• _CHALLENGE_
Pick out each line of the records below that contains the word "white". Copy those lines.

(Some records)
--*--

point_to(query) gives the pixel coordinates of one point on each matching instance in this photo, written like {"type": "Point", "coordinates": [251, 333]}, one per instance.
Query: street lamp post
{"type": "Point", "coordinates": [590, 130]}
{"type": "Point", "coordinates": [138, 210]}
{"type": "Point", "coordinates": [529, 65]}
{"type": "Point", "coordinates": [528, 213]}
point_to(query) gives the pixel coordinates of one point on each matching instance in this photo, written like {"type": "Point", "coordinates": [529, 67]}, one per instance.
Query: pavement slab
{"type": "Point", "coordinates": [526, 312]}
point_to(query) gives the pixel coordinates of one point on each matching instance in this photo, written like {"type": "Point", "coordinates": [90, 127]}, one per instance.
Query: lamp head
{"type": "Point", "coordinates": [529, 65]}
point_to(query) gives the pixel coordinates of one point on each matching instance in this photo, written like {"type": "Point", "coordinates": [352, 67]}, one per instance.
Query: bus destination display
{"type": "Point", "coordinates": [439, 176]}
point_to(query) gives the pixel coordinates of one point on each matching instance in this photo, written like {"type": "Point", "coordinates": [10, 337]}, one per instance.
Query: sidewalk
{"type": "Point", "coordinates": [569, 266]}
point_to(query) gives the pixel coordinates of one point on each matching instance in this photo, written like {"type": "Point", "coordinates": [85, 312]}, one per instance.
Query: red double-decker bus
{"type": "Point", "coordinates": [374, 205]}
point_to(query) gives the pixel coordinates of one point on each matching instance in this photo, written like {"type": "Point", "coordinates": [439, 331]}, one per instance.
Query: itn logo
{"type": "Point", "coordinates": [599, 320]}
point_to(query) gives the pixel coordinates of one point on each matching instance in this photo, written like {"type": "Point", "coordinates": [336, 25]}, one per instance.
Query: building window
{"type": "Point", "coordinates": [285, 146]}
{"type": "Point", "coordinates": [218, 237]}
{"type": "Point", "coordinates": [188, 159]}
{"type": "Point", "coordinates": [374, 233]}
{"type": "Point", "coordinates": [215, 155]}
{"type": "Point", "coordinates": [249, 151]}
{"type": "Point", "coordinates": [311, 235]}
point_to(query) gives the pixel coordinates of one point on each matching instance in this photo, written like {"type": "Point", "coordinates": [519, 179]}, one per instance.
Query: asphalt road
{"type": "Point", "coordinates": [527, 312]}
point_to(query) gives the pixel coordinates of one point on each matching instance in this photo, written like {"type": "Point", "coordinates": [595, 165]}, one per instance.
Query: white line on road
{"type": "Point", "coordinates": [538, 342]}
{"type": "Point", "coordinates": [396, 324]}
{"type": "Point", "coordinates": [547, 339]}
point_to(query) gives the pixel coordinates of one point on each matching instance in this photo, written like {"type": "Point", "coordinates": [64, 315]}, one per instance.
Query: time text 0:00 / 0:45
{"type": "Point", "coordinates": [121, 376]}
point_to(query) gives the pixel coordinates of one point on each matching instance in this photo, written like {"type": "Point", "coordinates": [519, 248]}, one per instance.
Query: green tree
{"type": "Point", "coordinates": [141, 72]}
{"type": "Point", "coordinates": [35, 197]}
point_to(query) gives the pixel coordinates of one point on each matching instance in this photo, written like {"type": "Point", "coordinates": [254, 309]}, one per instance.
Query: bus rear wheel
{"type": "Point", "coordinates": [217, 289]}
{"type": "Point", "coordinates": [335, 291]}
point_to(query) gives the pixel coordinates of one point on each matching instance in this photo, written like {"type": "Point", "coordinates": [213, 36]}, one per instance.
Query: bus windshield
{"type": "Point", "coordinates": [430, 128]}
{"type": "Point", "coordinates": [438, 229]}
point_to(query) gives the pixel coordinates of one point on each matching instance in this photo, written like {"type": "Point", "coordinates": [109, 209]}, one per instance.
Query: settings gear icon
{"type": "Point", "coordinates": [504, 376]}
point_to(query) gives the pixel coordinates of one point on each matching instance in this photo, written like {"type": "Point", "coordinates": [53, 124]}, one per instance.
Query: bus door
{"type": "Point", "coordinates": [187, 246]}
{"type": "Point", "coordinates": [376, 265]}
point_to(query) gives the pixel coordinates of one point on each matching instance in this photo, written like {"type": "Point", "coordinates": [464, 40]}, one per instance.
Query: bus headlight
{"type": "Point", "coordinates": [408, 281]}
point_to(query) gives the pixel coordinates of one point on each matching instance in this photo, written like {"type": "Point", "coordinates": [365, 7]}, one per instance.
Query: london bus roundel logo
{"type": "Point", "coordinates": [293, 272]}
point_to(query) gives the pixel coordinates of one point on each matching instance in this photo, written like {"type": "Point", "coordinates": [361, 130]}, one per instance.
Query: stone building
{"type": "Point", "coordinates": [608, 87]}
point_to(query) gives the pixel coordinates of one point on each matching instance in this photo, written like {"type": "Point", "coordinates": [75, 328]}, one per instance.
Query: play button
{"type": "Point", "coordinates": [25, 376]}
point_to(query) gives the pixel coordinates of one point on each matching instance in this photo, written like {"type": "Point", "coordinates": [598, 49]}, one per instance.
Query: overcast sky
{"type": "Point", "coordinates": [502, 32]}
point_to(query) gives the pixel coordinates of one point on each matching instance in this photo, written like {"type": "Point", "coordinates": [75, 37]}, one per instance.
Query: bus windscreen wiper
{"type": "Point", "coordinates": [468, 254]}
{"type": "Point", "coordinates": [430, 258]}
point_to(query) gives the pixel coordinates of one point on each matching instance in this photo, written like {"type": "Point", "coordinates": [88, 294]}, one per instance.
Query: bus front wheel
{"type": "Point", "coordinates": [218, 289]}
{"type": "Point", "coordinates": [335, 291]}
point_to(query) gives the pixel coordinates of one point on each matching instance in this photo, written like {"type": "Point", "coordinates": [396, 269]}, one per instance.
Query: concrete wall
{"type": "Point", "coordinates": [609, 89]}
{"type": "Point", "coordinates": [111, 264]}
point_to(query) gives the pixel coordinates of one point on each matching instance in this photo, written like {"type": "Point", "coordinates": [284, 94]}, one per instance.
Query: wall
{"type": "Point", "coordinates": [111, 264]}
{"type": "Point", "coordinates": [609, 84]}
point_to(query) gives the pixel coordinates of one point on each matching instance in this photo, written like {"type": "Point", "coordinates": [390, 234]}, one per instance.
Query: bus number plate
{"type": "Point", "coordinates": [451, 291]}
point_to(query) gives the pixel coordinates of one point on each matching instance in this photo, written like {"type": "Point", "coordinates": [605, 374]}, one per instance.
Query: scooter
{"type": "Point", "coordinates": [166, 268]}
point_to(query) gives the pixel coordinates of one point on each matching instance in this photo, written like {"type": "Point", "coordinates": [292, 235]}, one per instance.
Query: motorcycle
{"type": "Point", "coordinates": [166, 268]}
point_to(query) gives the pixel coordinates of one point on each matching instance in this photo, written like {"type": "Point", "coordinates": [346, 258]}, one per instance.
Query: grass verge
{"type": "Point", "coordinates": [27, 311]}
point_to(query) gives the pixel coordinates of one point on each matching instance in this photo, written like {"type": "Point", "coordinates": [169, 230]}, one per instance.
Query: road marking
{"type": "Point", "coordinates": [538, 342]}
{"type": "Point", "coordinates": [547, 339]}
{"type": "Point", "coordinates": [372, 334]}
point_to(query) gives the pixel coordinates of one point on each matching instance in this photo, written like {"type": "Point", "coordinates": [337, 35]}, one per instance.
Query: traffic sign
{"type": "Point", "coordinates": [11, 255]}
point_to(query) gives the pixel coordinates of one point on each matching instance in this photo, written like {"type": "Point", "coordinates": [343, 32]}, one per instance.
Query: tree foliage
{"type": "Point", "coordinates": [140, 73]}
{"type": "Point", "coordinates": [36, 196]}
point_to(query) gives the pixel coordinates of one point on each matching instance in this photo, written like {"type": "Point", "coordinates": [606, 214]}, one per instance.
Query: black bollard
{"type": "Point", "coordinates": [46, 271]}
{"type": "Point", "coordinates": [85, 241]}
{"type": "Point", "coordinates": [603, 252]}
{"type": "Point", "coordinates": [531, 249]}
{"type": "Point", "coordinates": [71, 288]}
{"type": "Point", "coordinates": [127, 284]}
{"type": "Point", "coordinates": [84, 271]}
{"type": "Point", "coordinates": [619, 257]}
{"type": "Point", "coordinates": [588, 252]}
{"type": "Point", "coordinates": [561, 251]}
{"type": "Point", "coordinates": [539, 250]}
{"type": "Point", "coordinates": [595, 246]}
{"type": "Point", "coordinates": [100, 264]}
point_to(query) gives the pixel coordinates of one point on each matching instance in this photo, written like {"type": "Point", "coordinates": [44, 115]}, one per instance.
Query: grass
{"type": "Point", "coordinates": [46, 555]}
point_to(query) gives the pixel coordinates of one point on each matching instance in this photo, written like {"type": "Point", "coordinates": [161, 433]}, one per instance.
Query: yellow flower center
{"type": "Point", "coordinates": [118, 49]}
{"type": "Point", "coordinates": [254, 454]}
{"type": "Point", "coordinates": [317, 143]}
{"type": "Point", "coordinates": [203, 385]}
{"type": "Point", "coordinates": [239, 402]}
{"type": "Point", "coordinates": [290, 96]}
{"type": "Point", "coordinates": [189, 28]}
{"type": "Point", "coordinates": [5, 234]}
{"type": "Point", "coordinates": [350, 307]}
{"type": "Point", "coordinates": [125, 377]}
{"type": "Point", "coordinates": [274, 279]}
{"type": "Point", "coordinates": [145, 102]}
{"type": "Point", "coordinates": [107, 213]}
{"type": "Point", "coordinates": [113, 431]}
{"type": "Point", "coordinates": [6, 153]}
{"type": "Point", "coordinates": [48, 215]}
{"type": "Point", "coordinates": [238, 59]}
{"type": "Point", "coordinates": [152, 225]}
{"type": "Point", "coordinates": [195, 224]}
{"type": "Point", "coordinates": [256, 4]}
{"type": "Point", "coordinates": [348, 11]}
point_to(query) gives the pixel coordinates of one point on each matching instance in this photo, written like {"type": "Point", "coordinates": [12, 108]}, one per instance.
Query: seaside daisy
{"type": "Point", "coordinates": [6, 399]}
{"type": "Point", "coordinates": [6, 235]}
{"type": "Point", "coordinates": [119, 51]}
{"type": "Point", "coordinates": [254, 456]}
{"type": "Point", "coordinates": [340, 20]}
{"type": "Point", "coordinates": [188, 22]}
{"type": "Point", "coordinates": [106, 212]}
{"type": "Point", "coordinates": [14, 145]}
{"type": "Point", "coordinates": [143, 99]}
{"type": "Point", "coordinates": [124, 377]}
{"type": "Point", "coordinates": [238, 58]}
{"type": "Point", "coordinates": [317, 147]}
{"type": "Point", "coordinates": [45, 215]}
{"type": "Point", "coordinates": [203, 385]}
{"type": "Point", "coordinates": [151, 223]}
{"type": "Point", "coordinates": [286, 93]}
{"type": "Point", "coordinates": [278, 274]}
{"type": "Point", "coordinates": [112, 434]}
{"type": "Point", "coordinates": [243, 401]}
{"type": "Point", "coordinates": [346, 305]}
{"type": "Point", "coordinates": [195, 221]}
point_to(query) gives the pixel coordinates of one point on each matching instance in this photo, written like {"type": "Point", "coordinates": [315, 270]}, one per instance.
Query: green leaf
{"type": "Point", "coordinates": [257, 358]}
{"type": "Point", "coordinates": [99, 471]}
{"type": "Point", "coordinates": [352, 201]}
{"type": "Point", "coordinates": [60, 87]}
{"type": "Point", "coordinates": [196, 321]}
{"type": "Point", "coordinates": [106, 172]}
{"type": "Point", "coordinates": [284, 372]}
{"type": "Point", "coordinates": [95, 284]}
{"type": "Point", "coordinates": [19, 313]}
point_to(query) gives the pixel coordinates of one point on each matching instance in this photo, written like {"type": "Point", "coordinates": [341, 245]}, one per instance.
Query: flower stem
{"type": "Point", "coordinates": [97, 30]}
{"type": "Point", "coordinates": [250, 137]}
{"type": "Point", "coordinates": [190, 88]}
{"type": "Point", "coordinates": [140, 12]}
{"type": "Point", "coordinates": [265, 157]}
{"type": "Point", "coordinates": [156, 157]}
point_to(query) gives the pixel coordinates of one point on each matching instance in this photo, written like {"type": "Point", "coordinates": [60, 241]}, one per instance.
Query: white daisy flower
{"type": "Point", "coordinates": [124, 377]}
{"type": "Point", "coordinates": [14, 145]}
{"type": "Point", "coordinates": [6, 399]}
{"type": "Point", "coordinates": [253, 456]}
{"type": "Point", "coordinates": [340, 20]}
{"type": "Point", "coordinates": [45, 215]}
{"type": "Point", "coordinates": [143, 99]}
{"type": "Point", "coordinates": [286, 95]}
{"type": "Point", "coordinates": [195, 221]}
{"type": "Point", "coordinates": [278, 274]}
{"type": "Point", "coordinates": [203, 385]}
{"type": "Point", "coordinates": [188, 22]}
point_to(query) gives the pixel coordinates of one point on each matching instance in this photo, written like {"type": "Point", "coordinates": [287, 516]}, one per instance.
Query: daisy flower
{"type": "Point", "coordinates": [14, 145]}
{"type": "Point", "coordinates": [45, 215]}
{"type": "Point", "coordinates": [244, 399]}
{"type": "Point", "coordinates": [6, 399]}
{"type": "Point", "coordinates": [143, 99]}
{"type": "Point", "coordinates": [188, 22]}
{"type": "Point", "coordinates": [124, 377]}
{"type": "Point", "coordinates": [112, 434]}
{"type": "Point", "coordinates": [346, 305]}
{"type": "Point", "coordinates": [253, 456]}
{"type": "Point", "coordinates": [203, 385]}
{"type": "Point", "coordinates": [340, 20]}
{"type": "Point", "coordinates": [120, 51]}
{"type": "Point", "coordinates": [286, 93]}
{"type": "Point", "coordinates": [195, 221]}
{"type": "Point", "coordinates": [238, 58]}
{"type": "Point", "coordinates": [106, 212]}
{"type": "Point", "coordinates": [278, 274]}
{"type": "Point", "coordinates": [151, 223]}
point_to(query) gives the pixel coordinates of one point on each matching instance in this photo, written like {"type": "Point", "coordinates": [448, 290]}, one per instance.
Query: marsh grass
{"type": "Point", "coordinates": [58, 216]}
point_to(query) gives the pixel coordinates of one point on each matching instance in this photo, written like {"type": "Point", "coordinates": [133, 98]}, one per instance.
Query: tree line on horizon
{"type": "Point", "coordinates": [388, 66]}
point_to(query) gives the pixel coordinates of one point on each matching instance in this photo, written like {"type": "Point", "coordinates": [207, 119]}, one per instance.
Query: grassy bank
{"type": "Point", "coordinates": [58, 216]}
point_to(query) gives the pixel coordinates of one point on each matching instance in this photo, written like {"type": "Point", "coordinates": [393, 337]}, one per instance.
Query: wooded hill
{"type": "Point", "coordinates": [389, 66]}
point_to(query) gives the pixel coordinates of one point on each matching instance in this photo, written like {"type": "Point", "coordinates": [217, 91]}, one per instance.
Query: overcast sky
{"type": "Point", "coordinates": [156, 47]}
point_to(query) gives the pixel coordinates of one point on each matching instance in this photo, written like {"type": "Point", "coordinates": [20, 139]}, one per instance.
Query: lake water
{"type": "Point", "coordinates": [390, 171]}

--*--

• _REPLY_
Query: white line on road
Query: white daisy flower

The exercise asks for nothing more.